#### Bagian Teks:

....

Wednesday, May 14, 2014

KELUARGA: PINTU PANGGILAN

Renungan Misa Minggu Panggilan (ME.Distrik Malang)

Kis. 2:14a,36-41; 1Ptr. 2:20b-25; Yoh. 10:1-10

Paroki Lohdalem Malang

Buka

Kita sering melihat lukisan, poster yang menggambarkan Yesus menggendong domba. Gambaran melukiskan kebaikan Tuhan yang menjaga dan melindungi setiap kita seperti halnya gembala kepada domba peliharaanya. Gambaran inilah yang sering juga disampaikan di Perjanjian Lama, yaitu Tuhan adalah Gembala dan umat-Nya adalah kawanan dombanya (Mzm 23). Para raja dan imam juga disebut sebagai gembala, yang ditugaskan Allah untuk menjaga dan memimpin umat-Nya. Namun, Nabi Yeremia memperingatkan umat akan adanya gembala-gembala yang tidak memperhatikan domba-dombanya, yang mengakibatkan domba tercerai berai.

Pada hari minggu panggilan ini kita semua sebagai keluarga-keluarga katolik diharapkan terpanggil menjadi gembala yang baik dan sekaligus menjadi pintu pintu menuju kawanan domba. Kita berdoa semoga semakin banyak keluarga yang menjalankan tugas sebagai gembala terutama dalam kaitannya dengan pendidikan anak-anak di dalam keluarga.



Renungan

Sebelum saya menyampaikan renungan izinkan saya bertanya kepada semua umat, keluarga yang hadir dalam perayaan ini. Apakah ada dari antara umat, bapak dan ibu yang hadir ini, keluarga yang mempunyai putra/inya atau anggota keluarga dekat yang menjadi romo, frater, bruder, atau suster? Jika ada, bagaimana perasaan Bapa, ibu jika salah seorang putra/inya terpanggil menjadi imam, biarawan/ti? Jika tidak ada, coba bayangkan kalau saya dan romo-romo ini menjadi anak bapa/i. Bagaimana perasaan bapa dan ibu menyaksikan kami sebagai putramu tampil memimpin kita dalam ekaristi ini? Senang, bangga, bahagia?

Setiap kali saya mengikuti upacara pentahbisan imam atau pengikraran kaul kekal biarawan/ti umumnya banyak orangtua yang menangis. Mereka menangis bukan karena sedih tetapi sebaliknya karena berbangga, terharu, berbahagia. Hal yang sama saya juga kami alami ketika ditahbiskan menjadi imam tahun 1995. Sejak itu sampai saat ini kami menyadari bahwa siapa pun yang menjadi imam, biarawan/ti tidak bisa menyangkal adanya peran keluarga, peran orangtua.

....

[Entri penunjukan objek berlabel]
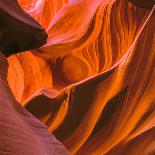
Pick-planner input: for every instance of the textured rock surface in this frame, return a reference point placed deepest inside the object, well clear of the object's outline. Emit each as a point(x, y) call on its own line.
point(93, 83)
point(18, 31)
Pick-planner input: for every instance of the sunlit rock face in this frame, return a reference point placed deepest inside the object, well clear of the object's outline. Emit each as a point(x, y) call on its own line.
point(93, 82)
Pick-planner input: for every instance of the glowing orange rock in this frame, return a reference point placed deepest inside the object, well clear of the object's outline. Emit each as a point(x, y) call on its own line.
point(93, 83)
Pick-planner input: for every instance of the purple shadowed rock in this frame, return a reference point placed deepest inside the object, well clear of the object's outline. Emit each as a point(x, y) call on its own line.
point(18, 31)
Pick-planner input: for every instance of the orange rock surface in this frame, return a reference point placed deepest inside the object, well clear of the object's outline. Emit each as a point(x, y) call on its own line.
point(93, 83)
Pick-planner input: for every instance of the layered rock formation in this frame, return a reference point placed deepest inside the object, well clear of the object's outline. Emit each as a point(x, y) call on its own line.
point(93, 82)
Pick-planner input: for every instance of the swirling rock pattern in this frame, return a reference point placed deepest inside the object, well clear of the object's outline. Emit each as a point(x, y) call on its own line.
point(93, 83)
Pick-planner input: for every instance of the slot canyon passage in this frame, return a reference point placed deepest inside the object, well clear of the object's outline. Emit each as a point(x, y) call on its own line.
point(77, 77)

....

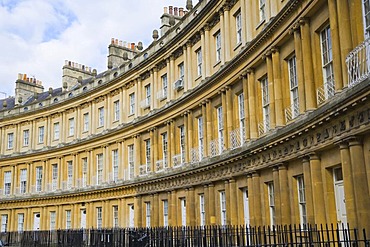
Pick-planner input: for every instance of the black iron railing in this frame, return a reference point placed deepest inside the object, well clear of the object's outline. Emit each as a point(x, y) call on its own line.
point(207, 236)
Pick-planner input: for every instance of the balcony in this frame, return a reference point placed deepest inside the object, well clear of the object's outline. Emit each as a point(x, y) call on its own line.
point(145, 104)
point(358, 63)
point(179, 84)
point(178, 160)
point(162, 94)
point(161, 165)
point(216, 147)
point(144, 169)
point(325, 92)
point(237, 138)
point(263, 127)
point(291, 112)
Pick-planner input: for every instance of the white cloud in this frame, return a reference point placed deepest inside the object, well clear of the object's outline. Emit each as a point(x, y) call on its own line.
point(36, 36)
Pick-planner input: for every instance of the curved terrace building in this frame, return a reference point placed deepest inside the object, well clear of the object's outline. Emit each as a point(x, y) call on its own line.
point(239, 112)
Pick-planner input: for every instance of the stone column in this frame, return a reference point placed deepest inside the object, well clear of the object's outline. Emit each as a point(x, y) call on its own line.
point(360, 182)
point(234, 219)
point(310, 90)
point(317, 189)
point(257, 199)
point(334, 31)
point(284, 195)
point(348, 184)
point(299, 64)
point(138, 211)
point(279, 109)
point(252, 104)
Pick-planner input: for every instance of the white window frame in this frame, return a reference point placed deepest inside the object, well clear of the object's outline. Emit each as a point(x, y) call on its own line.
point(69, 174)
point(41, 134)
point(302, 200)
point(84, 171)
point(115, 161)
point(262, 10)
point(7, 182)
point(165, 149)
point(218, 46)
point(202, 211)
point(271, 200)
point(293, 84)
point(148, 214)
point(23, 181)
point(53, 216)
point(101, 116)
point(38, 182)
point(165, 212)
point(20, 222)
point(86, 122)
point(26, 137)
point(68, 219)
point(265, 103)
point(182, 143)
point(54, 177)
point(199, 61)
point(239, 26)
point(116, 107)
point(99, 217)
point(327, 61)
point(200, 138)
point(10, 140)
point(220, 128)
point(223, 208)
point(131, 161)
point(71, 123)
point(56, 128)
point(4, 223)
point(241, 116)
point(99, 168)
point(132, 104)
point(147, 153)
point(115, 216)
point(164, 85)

....

#### Soal Latihan:
- 1) Jawablah pertanyaan berikut berdasarkan teks renungan.
(a) Nabi siapa yang memperingatkan umat tentang gembala-gembala yang tidak memperhatikan domba-dombanya?
(b) Pada tahun berapa penulis renungan ditahbiskan menjadi imam?
(c) Mazmur mana yang dirujuk untuk gambaran Tuhan sebagai Gembala?
- 2) Tulis ulang bagian teks renungan yang diawali dengan kata-kata "Sebelum saya menyampaikan" dan diakhiri dengan "Senang, bangga, bahagia?". Tukar "suster" dengan "biarawati".

#### Penyelesaian Soal:
- 1)
(a) Nabi Yeremia.
(b) Tahun 1995.
(c) Mazmur 23 (Mzm 23).

- 2)
Sebelum saya menyampaikan renungan izinkan saya bertanya kepada semua umat, keluarga yang hadir dalam perayaan ini. Apakah ada dari antara umat, bapak dan ibu yang hadir ini, keluarga yang mempunyai putra/inya atau anggota keluarga dekat yang menjadi romo, frater, bruder, atau biarawati? Jika ada, bagaimana perasaan Bapa, ibu jika salah seorang putra/inya terpanggil menjadi imam, biarawan/ti? Jika tidak ada, coba bayangkan kalau saya dan romo-romo ini menjadi anak bapa/i. Bagaimana perasaan bapa dan ibu menyaksikan kami sebagai putramu tampil memimpin kita dalam ekaristi ini? Senang, bangga, bahagia?